## MATERIAL FOR THE TASK
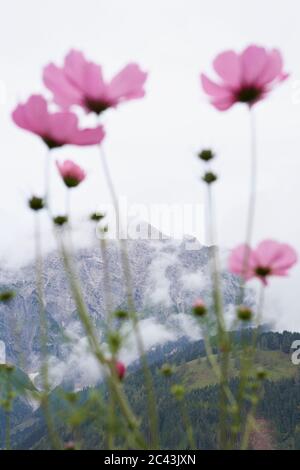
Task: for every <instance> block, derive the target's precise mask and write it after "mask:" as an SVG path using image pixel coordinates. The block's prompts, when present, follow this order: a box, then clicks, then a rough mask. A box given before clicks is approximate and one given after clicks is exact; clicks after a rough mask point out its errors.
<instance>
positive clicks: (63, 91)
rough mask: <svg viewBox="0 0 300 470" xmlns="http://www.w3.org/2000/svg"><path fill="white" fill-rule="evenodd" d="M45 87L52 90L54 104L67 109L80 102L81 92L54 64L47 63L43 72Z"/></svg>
mask: <svg viewBox="0 0 300 470" xmlns="http://www.w3.org/2000/svg"><path fill="white" fill-rule="evenodd" d="M43 80H44V84H45V85H46V87H47V88H48V89H49V90H50V91H52V93H53V95H54V101H55V103H56V104H58V105H59V106H61V107H62V108H64V109H68V108H69V107H70V106H72V105H73V104H79V105H80V104H82V93H81V92H80V91H79V90H78V88H76V87H75V86H74V85H72V83H70V81H69V80H68V79H67V77H66V75H65V73H64V71H63V70H62V69H61V68H59V67H57V66H56V65H54V64H49V65H47V67H45V69H44V72H43Z"/></svg>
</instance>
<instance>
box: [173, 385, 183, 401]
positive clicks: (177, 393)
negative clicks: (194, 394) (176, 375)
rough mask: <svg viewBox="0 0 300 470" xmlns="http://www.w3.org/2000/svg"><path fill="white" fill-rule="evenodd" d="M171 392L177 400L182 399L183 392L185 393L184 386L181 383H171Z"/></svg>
mask: <svg viewBox="0 0 300 470" xmlns="http://www.w3.org/2000/svg"><path fill="white" fill-rule="evenodd" d="M171 393H172V395H174V397H175V398H176V399H177V400H182V399H183V397H184V394H185V389H184V386H183V385H178V384H175V385H172V387H171Z"/></svg>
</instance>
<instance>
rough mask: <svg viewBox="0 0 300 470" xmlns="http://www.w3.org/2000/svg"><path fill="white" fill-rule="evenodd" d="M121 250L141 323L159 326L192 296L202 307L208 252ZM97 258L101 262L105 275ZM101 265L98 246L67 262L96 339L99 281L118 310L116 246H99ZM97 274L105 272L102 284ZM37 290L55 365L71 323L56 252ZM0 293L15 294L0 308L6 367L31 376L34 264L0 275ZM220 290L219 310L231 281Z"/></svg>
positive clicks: (207, 280)
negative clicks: (149, 323)
mask: <svg viewBox="0 0 300 470" xmlns="http://www.w3.org/2000/svg"><path fill="white" fill-rule="evenodd" d="M127 248H128V254H129V259H130V271H131V276H132V284H133V286H134V302H135V307H136V310H137V312H139V315H140V317H141V318H145V317H149V316H154V317H158V318H159V319H160V321H162V322H164V321H167V318H168V316H169V315H171V314H175V313H189V311H190V307H191V304H192V303H193V301H194V300H195V298H197V297H199V296H201V297H204V298H205V299H208V300H207V301H208V302H209V301H210V300H209V299H210V292H211V289H210V281H209V278H210V276H209V257H210V248H207V247H203V246H200V245H198V247H197V249H196V250H195V249H193V250H190V249H189V240H188V239H184V240H181V241H176V240H171V239H158V240H142V239H140V240H129V241H127ZM194 248H195V247H194ZM105 258H106V259H107V260H108V263H107V264H108V265H107V267H106V269H104V265H103V263H104V259H105ZM105 258H103V256H102V253H101V249H100V242H99V246H98V247H95V248H86V249H81V250H79V251H78V252H77V253H76V258H75V265H76V270H77V272H78V275H79V278H80V280H81V286H82V291H83V295H84V298H85V301H86V304H87V306H88V309H89V312H90V316H91V317H92V319H93V322H94V324H95V325H96V326H97V329H98V331H99V335H101V333H102V332H103V331H104V327H105V318H106V308H105V295H104V285H105V282H107V283H108V284H109V285H110V296H109V297H111V302H112V307H113V308H114V309H116V308H125V309H126V292H125V283H124V282H123V272H122V264H121V262H120V247H119V244H118V243H117V242H115V241H107V242H106V257H105ZM105 272H108V276H107V278H106V280H105V279H104V276H105ZM43 284H44V297H45V311H46V316H47V320H48V345H47V346H48V350H49V353H50V354H51V355H52V356H54V357H57V358H59V359H60V360H63V358H64V355H65V354H66V349H67V347H66V344H67V342H68V339H67V338H66V337H65V333H64V331H65V330H67V329H68V326H69V325H70V324H72V323H74V321H77V312H76V306H75V303H74V301H73V299H72V296H71V293H70V289H69V284H68V279H67V276H66V273H65V270H64V266H63V262H62V259H61V258H60V256H59V255H58V254H57V253H51V254H50V255H48V256H47V257H46V258H45V259H44V274H43ZM0 286H2V287H6V288H13V289H15V290H16V292H17V296H16V297H15V298H14V299H13V300H12V301H11V302H10V303H8V304H0V340H2V341H4V342H5V344H6V356H7V360H8V361H10V362H13V363H15V364H17V365H19V366H20V367H22V368H23V369H24V370H26V371H28V372H32V371H34V370H36V369H37V367H38V363H39V360H40V354H41V341H40V313H39V310H40V309H39V301H38V296H37V290H36V279H35V267H34V264H31V265H28V266H26V267H24V268H22V269H20V270H18V271H16V272H8V271H5V272H4V271H0ZM223 291H224V300H225V305H226V306H227V307H228V306H229V305H230V304H234V303H235V298H236V295H237V292H238V281H237V279H236V278H235V277H234V276H232V275H230V274H228V273H224V274H223Z"/></svg>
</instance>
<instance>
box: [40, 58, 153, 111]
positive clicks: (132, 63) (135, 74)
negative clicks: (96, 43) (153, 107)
mask: <svg viewBox="0 0 300 470" xmlns="http://www.w3.org/2000/svg"><path fill="white" fill-rule="evenodd" d="M43 78H44V83H45V85H46V87H47V88H49V90H51V91H52V93H53V95H54V101H55V103H57V104H58V105H59V106H61V107H62V108H64V109H69V108H70V106H72V105H76V104H77V105H80V106H82V107H83V108H84V109H85V110H86V111H88V112H89V111H91V112H94V113H96V114H100V113H102V112H103V111H105V110H106V109H108V108H110V107H116V106H117V105H118V104H120V103H121V102H123V101H128V100H133V99H137V98H142V97H143V96H144V95H145V91H144V88H143V86H144V83H145V81H146V79H147V73H145V72H143V71H142V70H141V69H140V68H139V66H138V65H137V64H134V63H130V64H128V65H126V67H124V68H123V69H122V70H121V71H120V72H119V73H118V74H117V75H115V77H114V78H113V79H112V80H110V81H109V82H106V81H105V80H104V78H103V75H102V69H101V66H100V65H97V64H95V63H93V62H89V61H88V60H87V59H86V58H85V57H84V55H83V54H82V53H81V52H79V51H75V50H71V51H70V52H69V54H68V55H67V56H66V58H65V61H64V65H63V67H57V66H56V65H55V64H53V63H51V64H49V65H48V66H47V67H45V69H44V74H43Z"/></svg>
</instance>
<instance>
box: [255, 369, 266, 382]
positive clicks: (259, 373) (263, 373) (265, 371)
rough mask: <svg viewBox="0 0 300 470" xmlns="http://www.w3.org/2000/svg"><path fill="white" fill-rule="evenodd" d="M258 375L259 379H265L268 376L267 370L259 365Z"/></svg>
mask: <svg viewBox="0 0 300 470" xmlns="http://www.w3.org/2000/svg"><path fill="white" fill-rule="evenodd" d="M256 377H257V378H258V379H259V380H264V379H265V378H266V377H267V371H266V370H265V369H263V368H262V367H258V368H257V371H256Z"/></svg>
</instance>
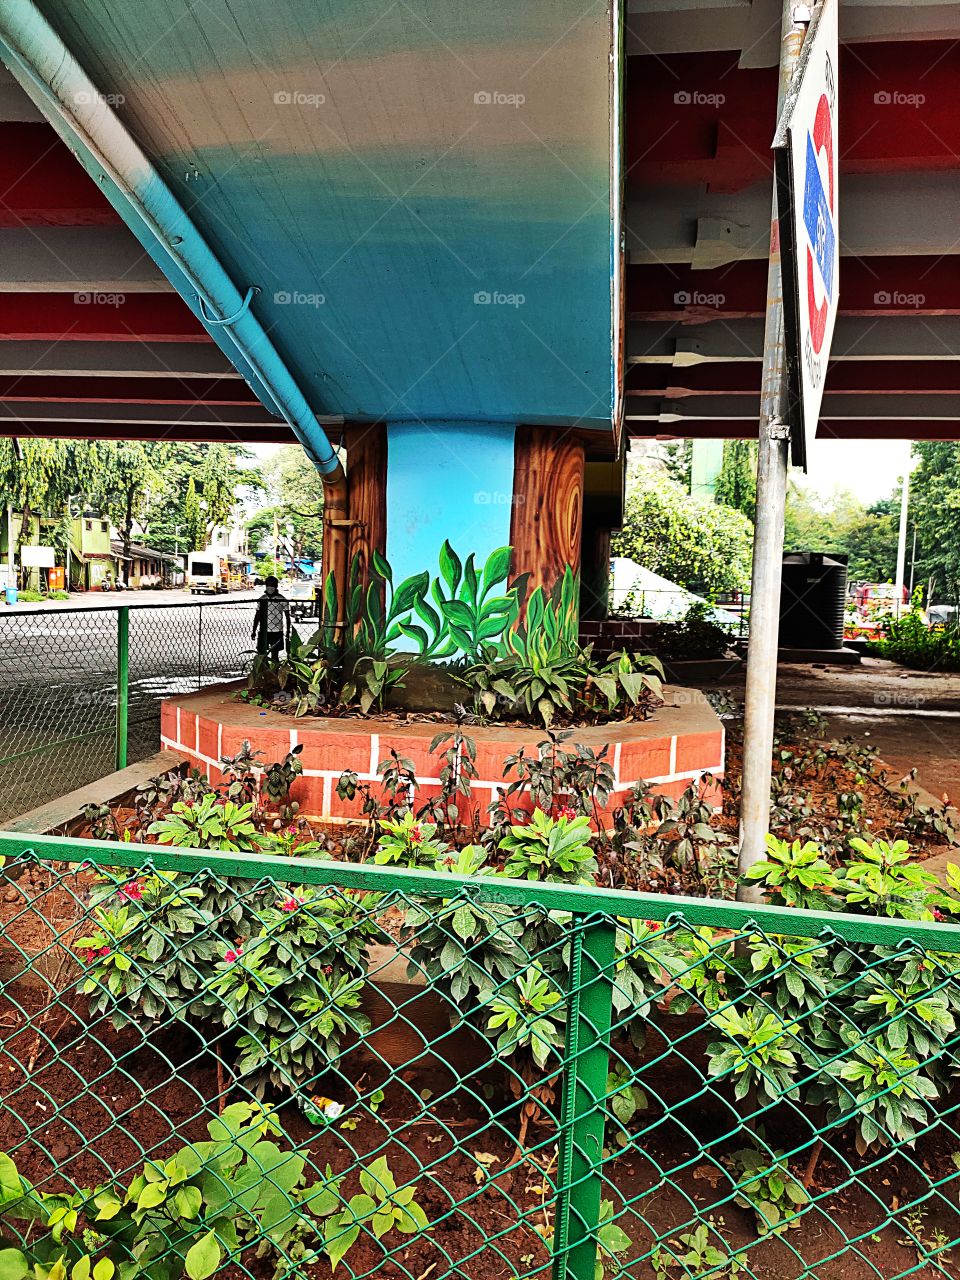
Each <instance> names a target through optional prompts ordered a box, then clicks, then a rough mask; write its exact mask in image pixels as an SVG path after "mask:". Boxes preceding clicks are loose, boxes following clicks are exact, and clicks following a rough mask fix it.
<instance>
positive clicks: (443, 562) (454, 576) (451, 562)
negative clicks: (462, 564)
mask: <svg viewBox="0 0 960 1280" xmlns="http://www.w3.org/2000/svg"><path fill="white" fill-rule="evenodd" d="M462 573H463V566H462V564H461V561H460V557H458V556H457V553H456V552H454V550H453V548H452V547H451V544H449V543H448V541H445V543H444V544H443V547H442V548H440V576H442V577H443V580H444V582H445V584H447V590H448V591H451V593H454V591H456V590H457V588H458V586H460V579H461V575H462Z"/></svg>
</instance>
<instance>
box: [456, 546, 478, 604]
mask: <svg viewBox="0 0 960 1280" xmlns="http://www.w3.org/2000/svg"><path fill="white" fill-rule="evenodd" d="M475 561H476V556H475V554H474V553H472V552H471V553H470V556H467V559H466V564H465V566H463V590H462V593H461V596H462V598H463V599H466V600H468V602H470V603H471V604H476V595H477V589H479V586H480V582H479V579H477V576H476V563H475Z"/></svg>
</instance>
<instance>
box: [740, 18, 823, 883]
mask: <svg viewBox="0 0 960 1280" xmlns="http://www.w3.org/2000/svg"><path fill="white" fill-rule="evenodd" d="M810 10H812V6H810V5H809V4H797V3H796V0H785V3H783V14H782V19H781V44H780V87H778V93H777V119H780V116H781V113H782V110H783V105H785V102H786V99H787V95H788V91H790V86H791V82H792V79H794V72H795V70H796V65H797V61H799V59H800V49H801V46H803V42H804V36H805V35H806V28H808V26H809V23H810V17H812V13H810ZM788 448H790V426H788V424H787V383H786V358H785V351H783V280H782V274H781V261H780V215H778V209H777V186H776V182H774V184H773V212H772V216H771V256H769V268H768V271H767V319H765V325H764V333H763V381H762V384H760V433H759V448H758V457H756V517H755V524H754V563H753V579H751V584H750V641H749V645H748V652H746V695H745V707H744V780H742V792H741V799H740V873H741V874H742V873H744V872H746V870H748V869H749V868H750V867H753V865H754V863H758V861H762V860H763V858H764V856H765V852H764V850H765V837H767V831H768V828H769V812H771V771H772V758H773V713H774V708H776V701H777V646H778V641H780V585H781V572H782V567H783V508H785V504H786V493H787V458H788ZM737 897H740V899H741V900H748V901H749V900H755V899H758V897H759V891H758V890H756V888H755V887H753V886H742V884H741V886H740V888H739V890H737Z"/></svg>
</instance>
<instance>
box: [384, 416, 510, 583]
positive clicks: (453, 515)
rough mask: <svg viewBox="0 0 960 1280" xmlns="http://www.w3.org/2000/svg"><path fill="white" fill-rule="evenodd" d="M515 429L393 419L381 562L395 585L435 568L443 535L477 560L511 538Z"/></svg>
mask: <svg viewBox="0 0 960 1280" xmlns="http://www.w3.org/2000/svg"><path fill="white" fill-rule="evenodd" d="M515 440H516V428H515V426H512V425H502V424H495V422H392V424H389V425H388V428H387V457H388V465H387V559H388V561H389V562H390V567H392V570H393V580H394V582H401V581H403V579H406V577H410V576H412V575H413V573H420V572H422V570H425V568H426V570H429V571H430V572H431V573H436V566H438V557H439V552H440V547H442V545H443V543H444V540H445V539H449V543H451V545H452V547H453V549H454V550H456V552H457V554H458V556H460V557H461V558H463V559H466V557H467V556H470V553H471V552H472V553H474V554H475V556H476V563H477V564H483V563H484V561H485V559H486V557H488V556H489V554H490V552H493V550H495V549H497V548H498V547H507V545H509V541H511V511H512V506H513V470H515V461H513V457H515Z"/></svg>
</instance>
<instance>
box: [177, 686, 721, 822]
mask: <svg viewBox="0 0 960 1280" xmlns="http://www.w3.org/2000/svg"><path fill="white" fill-rule="evenodd" d="M236 687H237V686H234V689H236ZM234 689H230V690H228V689H225V687H224V686H219V687H216V689H207V690H204V691H202V692H200V694H187V695H184V696H180V698H169V699H166V700H165V701H164V703H163V704H161V718H160V740H161V745H163V746H164V748H165V749H166V750H169V751H174V753H177V755H179V756H180V758H182V759H184V760H187V762H189V764H192V765H196V768H198V769H202V771H204V772H205V773H207V774H209V776H210V778H211V781H214V782H216V781H219V780H220V777H221V772H220V767H219V760H220V756H223V755H236V754H237V751H239V749H241V744H242V742H243V741H244V740H248V741H250V742H251V744H252V746H253V748H255V749H256V750H259V751H262V753H264V762H265V763H270V762H271V760H278V759H282V758H283V756H284V755H285V754H287V751H289V750H291V748H293V746H296V745H298V744H302V746H303V750H302V753H301V756H300V759H301V763H302V764H303V776H302V777H301V778H298V780H297V782H296V783H294V786H293V791H292V796H293V799H294V800H298V801H300V805H301V812H302V813H305V814H308V815H310V817H312V818H324V819H332V820H343V819H355V820H356V819H357V818H358V815H360V804H358V803H357V801H353V803H349V801H342V800H339V799H338V796H337V780H338V778H339V776H340V774H342V773H343V771H344V769H353V771H356V773H358V774H360V778H361V780H362V781H365V782H374V783H375V782H376V781H378V773H376V767H378V764H379V763H380V760H383V759H385V758H387V756H388V755H389V753H390V748H393V749H394V750H396V751H397V753H398V754H399V755H402V756H404V758H407V759H410V760H412V762H413V769H415V773H416V777H417V781H419V783H420V791H419V792H417V796H419V799H420V800H424V799H426V797H428V796H431V795H436V794H438V791H439V778H438V777H436V771H438V762H436V756H431V755H430V750H429V748H430V742H431V741H433V739H434V737H435V736H436V733H439V732H443V731H444V728H445V727H447V726H444V724H438V723H416V722H412V723H406V722H402V723H397V722H393V721H378V719H325V718H320V717H305V718H303V719H294V718H293V717H292V716H284V714H282V713H280V712H275V710H264V709H262V708H259V707H250V705H247V704H246V703H239V701H236V699H234V696H233V694H234ZM664 696H666V699H667V701H666V704H664V705H663V707H660V708H658V709H657V712H655V713H654V714H653V717H652V718H650V719H649V721H641V722H634V721H621V722H616V723H611V724H599V726H593V727H590V728H579V730H575V731H573V733H572V737H571V739H570V740H568V742H567V746H571V745H572V744H573V742H582V744H584V746H589V748H591V749H593V750H594V751H598V750H599V749H600V748H602V746H604V745H605V744H609V748H611V750H609V753H608V759H609V763H611V764H612V765H613V772H614V777H616V790H614V792H613V796H612V797H611V804H609V806H608V813H611V814H612V812H613V809H616V808H617V805H620V804H622V800H623V796H625V795H626V792H627V791H628V788H630V787H631V786H632V785H634V782H636V781H637V780H640V778H644V780H645V781H646V782H650V783H652V785H653V786H654V788H655V790H657V791H659V792H662V794H663V795H668V796H671V797H673V799H676V797H677V796H678V795H680V794H681V792H682V791H684V790H685V788H686V786H687V785H689V782H690V780H691V778H696V777H699V776H700V774H701V773H705V772H709V773H712V774H714V776H717V777H721V776H722V774H723V724H722V723H721V721H719V718H718V717H717V714H716V712H714V710H713V708H712V707H710V704H709V703H708V701H707V699H705V698H704V696H703V695H701V694H699V692H698V691H696V690H692V689H667V690H666V691H664ZM451 728H452V726H451ZM468 733H470V736H471V737H472V739H474V741H475V742H476V768H477V771H479V774H480V776H479V778H477V781H476V782H474V783H472V801H471V804H472V806H474V808H476V809H477V810H479V813H480V820H481V822H485V820H486V808H488V805H489V804H490V803H492V801H493V800H494V799H495V795H497V788H498V787H499V786H503V762H504V759H506V758H507V756H508V755H512V754H513V753H516V751H518V750H520V748H521V746H525V748H526V749H527V754H531V753H532V754H535V751H536V744H538V742H540V741H543V739H544V737H545V735H544V732H543V731H541V730H534V728H499V727H472V728H470V730H468ZM709 799H710V801H712V803H713V804H714V805H717V806H718V805H719V792H718V788H717V787H713V788H712V791H710V795H709Z"/></svg>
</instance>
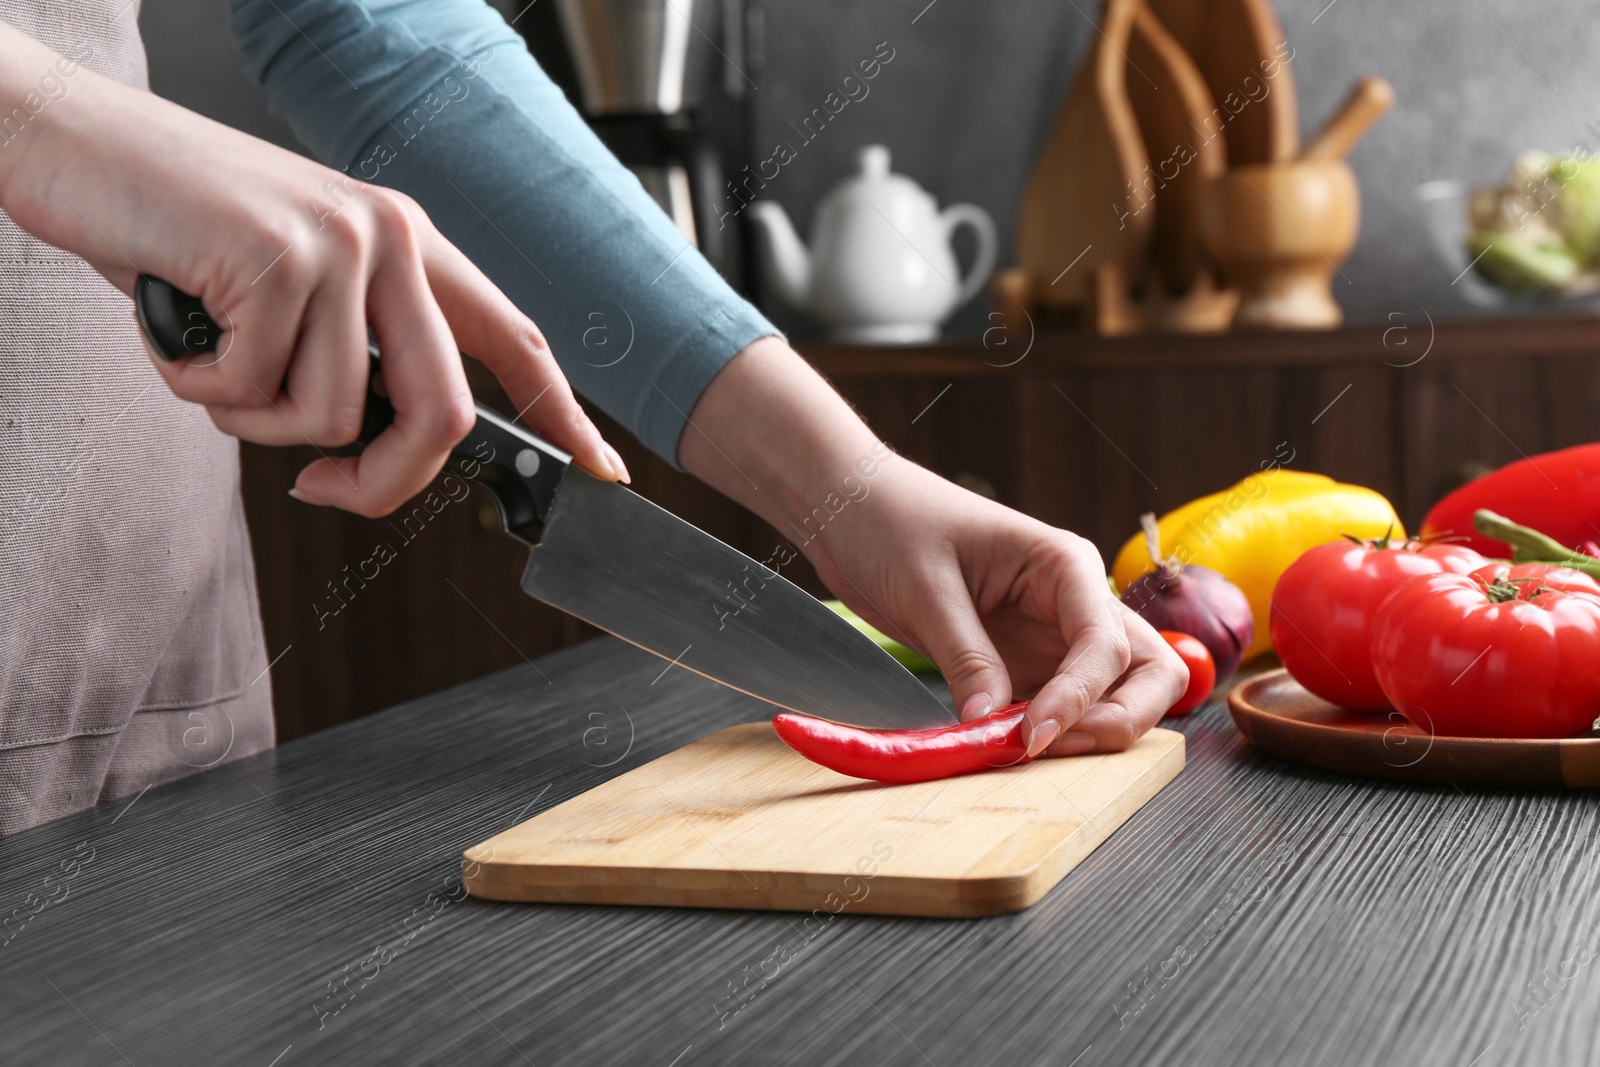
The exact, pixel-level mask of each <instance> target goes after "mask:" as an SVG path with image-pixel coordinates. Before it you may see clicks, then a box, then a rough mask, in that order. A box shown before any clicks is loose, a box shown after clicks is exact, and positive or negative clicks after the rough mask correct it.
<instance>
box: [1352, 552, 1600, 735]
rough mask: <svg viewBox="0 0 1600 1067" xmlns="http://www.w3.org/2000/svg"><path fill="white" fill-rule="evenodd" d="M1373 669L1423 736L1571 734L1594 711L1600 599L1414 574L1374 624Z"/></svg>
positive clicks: (1393, 698) (1541, 589)
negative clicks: (1421, 575) (1411, 578)
mask: <svg viewBox="0 0 1600 1067" xmlns="http://www.w3.org/2000/svg"><path fill="white" fill-rule="evenodd" d="M1373 669H1374V670H1376V673H1378V681H1379V683H1381V685H1382V688H1384V693H1386V694H1387V696H1389V699H1390V701H1392V702H1394V707H1395V709H1397V710H1398V712H1400V713H1403V715H1405V717H1406V718H1410V720H1411V721H1413V723H1416V726H1418V728H1421V729H1424V731H1427V733H1429V734H1434V736H1442V737H1571V736H1573V734H1579V733H1582V731H1586V729H1589V726H1590V725H1592V723H1594V720H1595V715H1597V713H1600V597H1594V595H1590V593H1571V592H1562V590H1558V589H1549V587H1538V585H1533V584H1531V582H1530V584H1525V585H1518V587H1514V585H1509V584H1506V582H1501V584H1494V585H1485V584H1483V582H1480V581H1478V579H1477V577H1474V576H1467V574H1427V576H1422V577H1413V579H1411V581H1408V582H1406V584H1405V585H1402V587H1400V589H1397V590H1395V592H1394V593H1392V595H1390V597H1389V600H1387V601H1386V603H1384V606H1382V611H1379V613H1378V619H1376V621H1374V622H1373Z"/></svg>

## PROBLEM DESCRIPTION
Can you put everything from the start of the records through the line that contains "87L52 90L54 104L67" into a JSON list of strings, one string per line, with blank lines and the pictures left out?

## RESPONSE TO THIS EXERCISE
[
  "Task: for every <instance> block, derive the target's precise mask and write it after \"mask:\" as an SVG path using image pixel coordinates. The block's prompts, when present, follow this order: a box, then clicks, then a rough mask. A box given before clicks is approximate and one given after clicks is exact; clicks after a rough mask point out its errors.",
  "<instance>",
  "positive clicks: (63, 91)",
  "rough mask: <svg viewBox=\"0 0 300 470\" xmlns=\"http://www.w3.org/2000/svg\"><path fill=\"white\" fill-rule=\"evenodd\" d=\"M45 87L52 90L54 104L67 109L80 102L81 92L54 64L47 63L43 72Z\"/></svg>"
]